What you should do | Your task is to set down the records below again, exactly.

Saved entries
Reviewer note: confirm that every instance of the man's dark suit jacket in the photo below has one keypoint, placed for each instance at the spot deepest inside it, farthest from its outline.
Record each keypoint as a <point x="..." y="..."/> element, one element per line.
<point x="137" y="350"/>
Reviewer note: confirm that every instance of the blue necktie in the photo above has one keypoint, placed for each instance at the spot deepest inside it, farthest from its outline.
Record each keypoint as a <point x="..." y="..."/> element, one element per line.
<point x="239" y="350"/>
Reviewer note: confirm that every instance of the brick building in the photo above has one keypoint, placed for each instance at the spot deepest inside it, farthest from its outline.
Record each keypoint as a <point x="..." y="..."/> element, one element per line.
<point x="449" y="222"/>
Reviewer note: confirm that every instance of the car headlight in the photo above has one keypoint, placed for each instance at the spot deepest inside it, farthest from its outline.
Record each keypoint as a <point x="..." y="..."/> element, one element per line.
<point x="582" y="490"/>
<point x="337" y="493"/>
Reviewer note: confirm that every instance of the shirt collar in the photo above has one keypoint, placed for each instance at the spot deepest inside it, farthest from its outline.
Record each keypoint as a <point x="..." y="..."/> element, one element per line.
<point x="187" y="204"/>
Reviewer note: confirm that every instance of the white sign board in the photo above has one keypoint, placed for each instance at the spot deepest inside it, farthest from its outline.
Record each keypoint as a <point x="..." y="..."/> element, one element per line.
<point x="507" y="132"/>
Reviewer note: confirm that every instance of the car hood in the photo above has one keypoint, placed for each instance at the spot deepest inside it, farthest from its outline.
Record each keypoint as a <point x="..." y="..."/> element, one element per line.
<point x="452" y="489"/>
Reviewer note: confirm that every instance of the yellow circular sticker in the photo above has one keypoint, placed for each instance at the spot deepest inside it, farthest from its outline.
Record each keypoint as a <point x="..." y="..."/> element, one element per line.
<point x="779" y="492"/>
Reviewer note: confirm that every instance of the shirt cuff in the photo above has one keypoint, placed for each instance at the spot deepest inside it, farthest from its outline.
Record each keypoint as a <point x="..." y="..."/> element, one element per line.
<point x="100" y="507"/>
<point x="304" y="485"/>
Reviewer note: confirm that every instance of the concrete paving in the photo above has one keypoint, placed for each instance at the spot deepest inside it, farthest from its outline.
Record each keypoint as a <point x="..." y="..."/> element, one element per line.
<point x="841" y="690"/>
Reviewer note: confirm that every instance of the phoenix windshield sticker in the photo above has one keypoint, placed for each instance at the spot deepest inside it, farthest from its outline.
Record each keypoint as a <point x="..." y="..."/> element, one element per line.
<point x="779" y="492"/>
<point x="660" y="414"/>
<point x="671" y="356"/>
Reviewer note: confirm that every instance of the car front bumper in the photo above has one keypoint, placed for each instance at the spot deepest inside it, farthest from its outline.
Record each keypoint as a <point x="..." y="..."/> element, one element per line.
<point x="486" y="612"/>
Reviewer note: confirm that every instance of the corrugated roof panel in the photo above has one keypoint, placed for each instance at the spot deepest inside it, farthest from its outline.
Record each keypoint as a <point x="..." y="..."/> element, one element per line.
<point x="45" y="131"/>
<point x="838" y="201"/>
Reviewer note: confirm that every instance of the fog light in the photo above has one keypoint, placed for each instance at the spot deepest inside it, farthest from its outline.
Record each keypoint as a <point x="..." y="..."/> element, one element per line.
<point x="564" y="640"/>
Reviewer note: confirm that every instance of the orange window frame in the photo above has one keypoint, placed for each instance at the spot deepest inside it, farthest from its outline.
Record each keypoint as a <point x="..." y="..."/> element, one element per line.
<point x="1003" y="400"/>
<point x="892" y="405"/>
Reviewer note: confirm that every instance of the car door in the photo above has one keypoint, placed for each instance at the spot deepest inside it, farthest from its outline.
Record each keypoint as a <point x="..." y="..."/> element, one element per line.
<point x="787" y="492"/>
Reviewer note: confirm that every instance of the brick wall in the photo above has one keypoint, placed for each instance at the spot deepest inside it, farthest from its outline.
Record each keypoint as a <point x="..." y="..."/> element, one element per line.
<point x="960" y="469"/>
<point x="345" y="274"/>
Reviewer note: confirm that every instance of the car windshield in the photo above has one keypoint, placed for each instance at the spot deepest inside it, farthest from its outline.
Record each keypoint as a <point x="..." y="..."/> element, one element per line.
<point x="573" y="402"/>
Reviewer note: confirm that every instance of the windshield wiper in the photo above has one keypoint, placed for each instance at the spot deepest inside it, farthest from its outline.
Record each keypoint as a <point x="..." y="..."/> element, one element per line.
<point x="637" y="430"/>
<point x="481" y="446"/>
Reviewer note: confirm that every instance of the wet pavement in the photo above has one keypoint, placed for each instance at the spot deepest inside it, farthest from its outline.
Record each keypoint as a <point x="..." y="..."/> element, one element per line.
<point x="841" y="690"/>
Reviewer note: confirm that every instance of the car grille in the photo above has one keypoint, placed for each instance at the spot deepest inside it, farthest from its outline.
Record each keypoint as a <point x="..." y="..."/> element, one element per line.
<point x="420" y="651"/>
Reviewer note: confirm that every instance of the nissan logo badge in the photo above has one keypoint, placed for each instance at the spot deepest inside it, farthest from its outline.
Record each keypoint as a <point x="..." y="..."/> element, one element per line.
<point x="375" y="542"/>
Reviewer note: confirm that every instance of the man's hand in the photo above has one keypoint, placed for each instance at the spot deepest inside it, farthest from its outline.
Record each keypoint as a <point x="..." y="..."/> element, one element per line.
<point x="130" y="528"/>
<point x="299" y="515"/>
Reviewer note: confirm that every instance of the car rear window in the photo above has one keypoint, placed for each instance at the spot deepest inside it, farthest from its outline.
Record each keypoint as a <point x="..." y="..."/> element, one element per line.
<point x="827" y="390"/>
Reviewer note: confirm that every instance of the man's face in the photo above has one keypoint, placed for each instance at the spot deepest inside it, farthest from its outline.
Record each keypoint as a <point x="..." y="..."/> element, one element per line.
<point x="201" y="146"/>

Written response |
Reviewer note: confirm that every instance of the man's dark suit jacket in the photo below has one keypoint, placed for each instance at the spot deepest inside it, farthest from its outline.
Record each keypoint as a <point x="..." y="..."/> element, one element per line.
<point x="137" y="350"/>
Reviewer note: confirm that every instance of the blue necktie in the photo above has one keypoint, placed for each instance at the spot deepest inside it, farthest from its outline.
Record each keypoint as a <point x="..." y="..."/> element, one element per line.
<point x="239" y="350"/>
Reviewer note: confirm that every instance of the brick building in the photo above has one keypoint, placed for each instance at the spot deepest inside it, farthest from its outline.
Record each keypoint as a <point x="..." y="..."/> element, one element per line.
<point x="449" y="222"/>
Reviewer note: confirm that every instance of the car headlight in the photo above has one keypoint, placed for each instance at the spot deepest inside it, farthest from its outline.
Record each keypoint as a <point x="..." y="..."/> element, one element per line.
<point x="582" y="490"/>
<point x="337" y="493"/>
Reviewer note: confirm that every instance of the shirt collar in the photo above has one keypoint, placed for each instance at the spot deepest inside it, farthest from its outline.
Record each keypoint as a <point x="..." y="..."/> element, one element per line.
<point x="187" y="204"/>
Reviewer note: confirm that every instance of the white sign board in the photo above has one keypoint, placed for each instance at the spot deepest inside it, farthest from its outline.
Record each keypoint as a <point x="..." y="..."/> element, one element per line.
<point x="507" y="132"/>
Reviewer note: confirm that every instance of the car hood in the photo above has one keypoint, placed for each instance at the spot deepest inside it, farthest from its outline.
Record each keypoint as a <point x="..." y="..."/> element, one element per line.
<point x="452" y="489"/>
Reviewer note: confirm that every instance of the yellow circular sticker in the photo above has one keypoint, placed for each instance at the spot deepest inside it, farthest from its outline.
Record each keypoint as a <point x="..." y="..."/> element, one element per line.
<point x="779" y="492"/>
Reviewer note: confirm that every instance of the shirt cuff in the photo above has one keypoint, placed for each instance at the spot deepest inside it, farthest from its outline.
Record each keypoint as a <point x="..." y="..."/> element, one element per line.
<point x="100" y="507"/>
<point x="304" y="485"/>
Reviewer note: confirm that every instance of the concrete paving in the photo above has one keypoint, placed for each instance at the spot deepest inside it, farthest from its outline.
Record each keypoint as a <point x="..." y="..."/> element, one element per line.
<point x="841" y="690"/>
Reviewer note: confirm that every instance of the phoenix windshield sticker in the photo above has one keypoint, placed for each instance at the spot deepest inside it, farthest from its outline.
Record each keypoint as a <point x="..." y="..."/> element, one element per line.
<point x="779" y="492"/>
<point x="660" y="414"/>
<point x="671" y="356"/>
Reviewer note: confirm that every instance of the car front bumper in the photo above has one keypoint, placed for each instance at the spot deepest inside it, farthest from its outline.
Record each keypoint as a <point x="..." y="..."/> element, one element per line.
<point x="486" y="612"/>
Reviewer note: confirm that every instance of the corrugated roof panel in the photo above has one keypoint, placed for each instance at the spot deepest inside it, farthest from its outline.
Record each keypoint as a <point x="..." y="..."/> element, one element per line.
<point x="45" y="131"/>
<point x="838" y="201"/>
Reviewer note: confirm that every instance of the fog light in the photo above has one keypoint, placed for each instance at the spot deepest inside it, farthest from its outline.
Record each keypoint as a <point x="..." y="..."/> element, one element per line.
<point x="564" y="640"/>
Reviewer note: confirm that every instance of the orange window frame in the photo above has one keypoint, placed for each instance at the spot deepest inside it, farthest from its outline.
Record each keypoint as a <point x="..." y="..."/> element, one element per line.
<point x="1003" y="400"/>
<point x="892" y="405"/>
Reviewer note: confirm that every instance of the car door in the photo above has one keypoint, placed for each instance at the spot deepest inside it, farthest from its outline.
Record each keypoint as a <point x="..." y="..."/> element, one element per line.
<point x="787" y="492"/>
Reviewer note: confirm that every instance of the brick wall in the photo above has one keypoint, placed for each instance at the spot deepest inside it, farthest from its outline.
Record each keypoint as a <point x="..." y="..."/> element, one element per line.
<point x="960" y="469"/>
<point x="345" y="274"/>
Reviewer note: confirm that every instance of the car windshield in the photo above has one keypoint, placed for each instance at the spot deepest inside it, farthest from its outline.
Record each keypoint as a <point x="..." y="..."/> element, one element per line.
<point x="573" y="402"/>
Reviewer note: confirm that every instance of the windshield wiper in the photo above has one keypoint, placed for each instance at the spot deepest inside it, farthest from its outline.
Record each keypoint as a <point x="..." y="..."/> element, one element per line.
<point x="637" y="430"/>
<point x="481" y="446"/>
Reviewer note: confirm that every instance of the wet pavement in the photo above has one keypoint, placed for each instance at the spot deepest inside it, farthest from its outline.
Record each keypoint as a <point x="..." y="..."/> element, one element per line.
<point x="841" y="690"/>
Reviewer note: confirm that every instance of the car grille in the photo above has one keypoint, placed for each instance at the spot deepest inside it, farthest from its outline.
Record each keypoint as a <point x="..." y="..."/> element, one element per line.
<point x="420" y="651"/>
Reviewer note: confirm that every instance of the nissan logo badge in the photo above has one keypoint, placed for each instance at the spot deepest inside it, farthest from its outline.
Record each keypoint as a <point x="..." y="..."/> element, one element per line.
<point x="375" y="542"/>
Reviewer note: confirm that every instance of the man's hand in the photo above has one keypoint, placed for each instance at the spot deepest inside it, farthest from its outline.
Record each keypoint as a <point x="..." y="..."/> element, one element per line.
<point x="130" y="528"/>
<point x="299" y="515"/>
Reviewer note: confirm that every instance of the car rear window in the photo above has one keypoint, placed for each instance at the spot deepest inside it, farthest from its outline.
Record each keypoint as a <point x="..." y="..."/> element, one element per line.
<point x="827" y="390"/>
Reviewer note: confirm that every instance of the man's face in the photo above has one keypoint, placed for each instance at the spot deepest inside it, farthest from its outline.
Record each keypoint as a <point x="..." y="..."/> element, one element per line.
<point x="201" y="146"/>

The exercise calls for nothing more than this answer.